▶ **YOUR GOAL**: Please copy out each entry, word for word.

[RECORDS PROVIDED — start]

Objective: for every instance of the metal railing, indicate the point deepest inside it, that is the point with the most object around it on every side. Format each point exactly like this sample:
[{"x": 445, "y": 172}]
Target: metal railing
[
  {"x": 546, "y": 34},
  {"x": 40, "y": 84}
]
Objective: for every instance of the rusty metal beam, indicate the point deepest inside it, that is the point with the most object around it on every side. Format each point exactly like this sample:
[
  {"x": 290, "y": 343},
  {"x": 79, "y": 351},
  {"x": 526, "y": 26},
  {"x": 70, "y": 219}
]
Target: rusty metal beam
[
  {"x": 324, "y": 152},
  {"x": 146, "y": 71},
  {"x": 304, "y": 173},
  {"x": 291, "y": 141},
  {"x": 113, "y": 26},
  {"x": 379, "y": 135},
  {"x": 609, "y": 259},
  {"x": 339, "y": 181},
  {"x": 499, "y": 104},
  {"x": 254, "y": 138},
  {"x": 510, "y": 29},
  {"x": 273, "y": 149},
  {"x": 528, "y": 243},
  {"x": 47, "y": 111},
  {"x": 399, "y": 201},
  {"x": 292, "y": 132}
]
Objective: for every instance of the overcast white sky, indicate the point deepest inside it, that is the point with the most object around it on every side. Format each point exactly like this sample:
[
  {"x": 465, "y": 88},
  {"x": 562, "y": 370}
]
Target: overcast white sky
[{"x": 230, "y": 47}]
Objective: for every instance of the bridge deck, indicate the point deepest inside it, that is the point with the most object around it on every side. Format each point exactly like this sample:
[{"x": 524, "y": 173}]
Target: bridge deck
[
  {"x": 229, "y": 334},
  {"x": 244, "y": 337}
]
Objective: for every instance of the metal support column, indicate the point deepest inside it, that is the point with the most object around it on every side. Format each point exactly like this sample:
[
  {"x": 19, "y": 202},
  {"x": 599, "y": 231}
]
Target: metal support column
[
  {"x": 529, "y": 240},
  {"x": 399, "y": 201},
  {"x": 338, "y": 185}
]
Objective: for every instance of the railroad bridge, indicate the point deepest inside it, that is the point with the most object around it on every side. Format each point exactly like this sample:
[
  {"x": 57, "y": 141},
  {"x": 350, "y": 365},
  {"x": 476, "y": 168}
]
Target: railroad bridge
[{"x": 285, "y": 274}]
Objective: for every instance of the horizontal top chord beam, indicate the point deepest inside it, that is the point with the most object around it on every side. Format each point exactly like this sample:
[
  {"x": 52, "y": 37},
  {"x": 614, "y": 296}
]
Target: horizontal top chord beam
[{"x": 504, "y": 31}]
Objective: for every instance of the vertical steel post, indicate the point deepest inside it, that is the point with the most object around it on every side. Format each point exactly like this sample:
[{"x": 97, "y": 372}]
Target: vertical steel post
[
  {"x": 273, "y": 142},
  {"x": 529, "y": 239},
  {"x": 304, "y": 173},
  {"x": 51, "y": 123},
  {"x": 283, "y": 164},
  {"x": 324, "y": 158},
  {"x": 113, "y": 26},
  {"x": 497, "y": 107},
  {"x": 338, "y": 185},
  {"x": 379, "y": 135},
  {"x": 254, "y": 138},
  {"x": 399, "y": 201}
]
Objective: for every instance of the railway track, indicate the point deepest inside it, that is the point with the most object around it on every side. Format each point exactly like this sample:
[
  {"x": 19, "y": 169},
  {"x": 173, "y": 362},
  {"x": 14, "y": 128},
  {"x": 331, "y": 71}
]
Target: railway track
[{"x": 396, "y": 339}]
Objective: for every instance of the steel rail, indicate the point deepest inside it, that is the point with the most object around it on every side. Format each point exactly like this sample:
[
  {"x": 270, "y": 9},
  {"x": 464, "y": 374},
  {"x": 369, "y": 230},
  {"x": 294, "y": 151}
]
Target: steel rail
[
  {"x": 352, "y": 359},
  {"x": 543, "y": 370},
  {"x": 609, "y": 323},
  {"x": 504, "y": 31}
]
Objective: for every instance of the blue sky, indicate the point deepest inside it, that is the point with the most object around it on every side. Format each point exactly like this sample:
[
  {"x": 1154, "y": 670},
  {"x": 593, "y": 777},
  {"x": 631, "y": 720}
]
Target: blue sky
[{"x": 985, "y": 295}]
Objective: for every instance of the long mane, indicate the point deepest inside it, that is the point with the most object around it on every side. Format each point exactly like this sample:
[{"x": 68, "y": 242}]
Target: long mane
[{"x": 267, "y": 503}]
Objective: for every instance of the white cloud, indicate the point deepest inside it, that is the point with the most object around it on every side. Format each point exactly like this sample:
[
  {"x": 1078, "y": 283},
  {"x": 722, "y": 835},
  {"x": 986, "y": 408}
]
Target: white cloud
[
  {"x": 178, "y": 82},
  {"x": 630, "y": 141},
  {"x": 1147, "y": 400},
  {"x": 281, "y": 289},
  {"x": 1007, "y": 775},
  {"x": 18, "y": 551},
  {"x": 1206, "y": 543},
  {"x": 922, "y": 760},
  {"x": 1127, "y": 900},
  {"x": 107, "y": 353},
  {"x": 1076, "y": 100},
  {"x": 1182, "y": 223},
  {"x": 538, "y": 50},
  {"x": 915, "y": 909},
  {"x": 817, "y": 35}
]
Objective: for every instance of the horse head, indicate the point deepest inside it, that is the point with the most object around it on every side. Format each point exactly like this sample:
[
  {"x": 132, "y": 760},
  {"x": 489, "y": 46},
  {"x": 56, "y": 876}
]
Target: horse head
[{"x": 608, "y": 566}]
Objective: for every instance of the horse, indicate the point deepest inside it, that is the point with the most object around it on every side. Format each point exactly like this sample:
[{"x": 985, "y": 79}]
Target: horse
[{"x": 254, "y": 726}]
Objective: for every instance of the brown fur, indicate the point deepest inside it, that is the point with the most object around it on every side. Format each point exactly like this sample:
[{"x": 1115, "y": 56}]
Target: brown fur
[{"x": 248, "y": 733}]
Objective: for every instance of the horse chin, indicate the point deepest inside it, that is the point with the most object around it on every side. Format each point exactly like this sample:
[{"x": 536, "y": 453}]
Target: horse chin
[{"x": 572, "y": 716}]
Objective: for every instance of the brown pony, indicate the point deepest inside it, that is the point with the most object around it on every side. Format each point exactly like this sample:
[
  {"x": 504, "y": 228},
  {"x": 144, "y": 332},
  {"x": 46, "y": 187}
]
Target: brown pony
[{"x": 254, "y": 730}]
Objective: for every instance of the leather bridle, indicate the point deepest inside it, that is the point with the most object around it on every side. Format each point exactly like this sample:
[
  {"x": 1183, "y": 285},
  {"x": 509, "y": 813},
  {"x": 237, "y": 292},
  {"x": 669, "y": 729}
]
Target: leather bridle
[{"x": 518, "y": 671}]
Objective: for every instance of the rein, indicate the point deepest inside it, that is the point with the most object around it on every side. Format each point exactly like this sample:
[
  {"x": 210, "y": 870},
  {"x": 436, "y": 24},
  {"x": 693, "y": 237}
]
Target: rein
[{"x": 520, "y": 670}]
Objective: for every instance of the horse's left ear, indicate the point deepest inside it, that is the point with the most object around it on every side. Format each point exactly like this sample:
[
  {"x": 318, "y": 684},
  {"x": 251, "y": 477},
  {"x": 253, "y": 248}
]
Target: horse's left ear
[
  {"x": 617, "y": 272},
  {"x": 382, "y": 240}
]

[RECORDS PROVIDED — finish]

▶ **ANSWER BOX**:
Objective: for every instance of the metal railing, indicate the point deepest inside it, that is the point with the most object around it on every side. Format each point exactly like this sample:
[{"x": 445, "y": 172}]
Target: metal railing
[
  {"x": 546, "y": 34},
  {"x": 40, "y": 84}
]
Objective: for every instance of the rusty metal beam, indicate the point deepest inside it, that is the point with the most object around it on every side. Format each point exactly like this sample:
[
  {"x": 290, "y": 343},
  {"x": 79, "y": 351},
  {"x": 526, "y": 26},
  {"x": 70, "y": 219}
]
Target: rusty metal beam
[
  {"x": 324, "y": 152},
  {"x": 146, "y": 71},
  {"x": 304, "y": 173},
  {"x": 291, "y": 141},
  {"x": 113, "y": 26},
  {"x": 379, "y": 135},
  {"x": 609, "y": 259},
  {"x": 339, "y": 181},
  {"x": 499, "y": 104},
  {"x": 254, "y": 138},
  {"x": 510, "y": 29},
  {"x": 273, "y": 149},
  {"x": 528, "y": 243},
  {"x": 47, "y": 111},
  {"x": 399, "y": 201},
  {"x": 292, "y": 132}
]
Objective: for every instance of the overcast white sky, indicate the point deepest inside it, that is the point with the most object around it on every side. Format each point exactly like this sample:
[
  {"x": 465, "y": 88},
  {"x": 562, "y": 370}
]
Target: overcast white sky
[{"x": 230, "y": 47}]
Objective: for every instance of the bridge deck, indicate the point deepest inside it, that is the point with the most object around it on every side. Format each point exactly like this sample:
[{"x": 524, "y": 173}]
Target: bridge deck
[
  {"x": 229, "y": 334},
  {"x": 244, "y": 337}
]
Objective: for every instance of the metal support column, indicate the point deepest inside it, that is the point with the most object around it on every side. Format each point exactly like this sample:
[
  {"x": 19, "y": 202},
  {"x": 599, "y": 231}
]
Target: metal support column
[
  {"x": 529, "y": 240},
  {"x": 399, "y": 201},
  {"x": 338, "y": 185}
]
Objective: for every instance of the railroad bridge, indicate the point deepest inside it, that is the point with the most object around it on every side. Format each point exactly like this sample:
[
  {"x": 57, "y": 141},
  {"x": 350, "y": 365},
  {"x": 476, "y": 168}
]
Target: railroad bridge
[{"x": 285, "y": 274}]
Objective: for every instance of the horizontal top chord beam, indicate the point deepest inside it, that is the point with the most object around it on every side. Format each point exactly like this sample:
[
  {"x": 52, "y": 37},
  {"x": 614, "y": 296}
]
Target: horizontal top chord beam
[{"x": 504, "y": 31}]
Objective: for every instance of the vertical steel post, indicate the point deepest inside it, that is the point with the most object around it on every side. Format each point exactly like this sample:
[{"x": 97, "y": 372}]
Target: vertical steel post
[
  {"x": 273, "y": 142},
  {"x": 529, "y": 239},
  {"x": 304, "y": 173},
  {"x": 51, "y": 123},
  {"x": 283, "y": 164},
  {"x": 324, "y": 158},
  {"x": 113, "y": 26},
  {"x": 497, "y": 107},
  {"x": 338, "y": 185},
  {"x": 379, "y": 135},
  {"x": 254, "y": 138},
  {"x": 399, "y": 201}
]
Objective: for every instance of the railway track, indicate the point deepest inside it, that is the point with the most object around it on every side. Format each point exactly like this sample:
[
  {"x": 19, "y": 169},
  {"x": 173, "y": 362},
  {"x": 14, "y": 128},
  {"x": 331, "y": 71}
]
Target: railway track
[{"x": 396, "y": 339}]
Objective: for every instance of the steel rail, indicate the point deepest inside it, that is the point with the most object around it on every side. Format each point exactly like this sample:
[
  {"x": 270, "y": 9},
  {"x": 464, "y": 374},
  {"x": 369, "y": 230},
  {"x": 294, "y": 151}
]
Target: steel rail
[
  {"x": 352, "y": 359},
  {"x": 543, "y": 370},
  {"x": 609, "y": 323},
  {"x": 504, "y": 31}
]
Objective: for every instance of the blue sky, indicate the point deepest inside it, that is the point with the most object around it on every side. Format each point exactly like this sample:
[
  {"x": 1154, "y": 670},
  {"x": 593, "y": 777},
  {"x": 631, "y": 720}
]
Target: blue sky
[{"x": 985, "y": 295}]
Objective: for every instance of the long mane, indicate the point deepest inside it, that is the point with the most object around it on every side. Format each point exactly like this sample:
[{"x": 68, "y": 242}]
Target: long mane
[{"x": 267, "y": 503}]
Objective: for every instance of the white cloud, indicate the point deepest inside it, that is the point with the most object around it on every side. Format each point exactly like this sample:
[
  {"x": 1078, "y": 283},
  {"x": 722, "y": 835},
  {"x": 986, "y": 408}
]
Target: white cloud
[
  {"x": 178, "y": 82},
  {"x": 630, "y": 141},
  {"x": 1147, "y": 400},
  {"x": 281, "y": 289},
  {"x": 1007, "y": 775},
  {"x": 18, "y": 551},
  {"x": 1206, "y": 543},
  {"x": 922, "y": 760},
  {"x": 1127, "y": 900},
  {"x": 107, "y": 353},
  {"x": 1076, "y": 100},
  {"x": 1182, "y": 223},
  {"x": 538, "y": 50},
  {"x": 915, "y": 909},
  {"x": 817, "y": 35}
]
Objective: for every instance of the horse head, indicate the point deepest inside it, that is the point with the most object around it on every side. Format each point exactly like this sample:
[
  {"x": 132, "y": 760},
  {"x": 489, "y": 46},
  {"x": 56, "y": 876}
]
Target: horse head
[{"x": 608, "y": 566}]
Objective: for every instance of the horse, indicate the point deepest inside it, that is the point with the most object around it on every side. Format each point exactly like this sample:
[{"x": 985, "y": 79}]
Target: horse
[{"x": 254, "y": 726}]
Objective: for every instance of the brown fur, indicate the point deepest inside it, that is the point with the most object around it on every side. Format each point exactly like this sample:
[{"x": 1115, "y": 56}]
Target: brown fur
[{"x": 248, "y": 733}]
Objective: for every instance of the horse chin, indicate the point deepest inside it, that is the point with the most object around it on every side. Format each point exactly like this sample:
[{"x": 536, "y": 453}]
Target: horse chin
[{"x": 572, "y": 716}]
Objective: for every instance of the brown pony, indicate the point deepest inside it, that is the point with the most object around it on every side. Format each point exactly like this sample:
[
  {"x": 504, "y": 228},
  {"x": 144, "y": 332},
  {"x": 46, "y": 187}
]
Target: brown pony
[{"x": 254, "y": 730}]
Objective: for every instance of the leather bridle, indicate the point deepest inside it, that is the point with the most object around it on every side. Format each point exactly like this sample:
[
  {"x": 1183, "y": 285},
  {"x": 509, "y": 813},
  {"x": 237, "y": 292},
  {"x": 669, "y": 729}
]
Target: leather bridle
[{"x": 518, "y": 671}]
Objective: for every instance of the rein, indicate the point deepest inside it, that is the point with the most object around it on every side. Format each point exactly like this sample:
[
  {"x": 210, "y": 870},
  {"x": 436, "y": 24},
  {"x": 693, "y": 237}
]
Target: rein
[{"x": 520, "y": 670}]
Objective: for every instance of the horse's left ear, indicate the point deepest inside it, that is the point with the most object around it on every side. Format each point exactly like this sample:
[
  {"x": 318, "y": 684},
  {"x": 251, "y": 477},
  {"x": 253, "y": 248}
]
Target: horse's left ear
[
  {"x": 617, "y": 272},
  {"x": 382, "y": 240}
]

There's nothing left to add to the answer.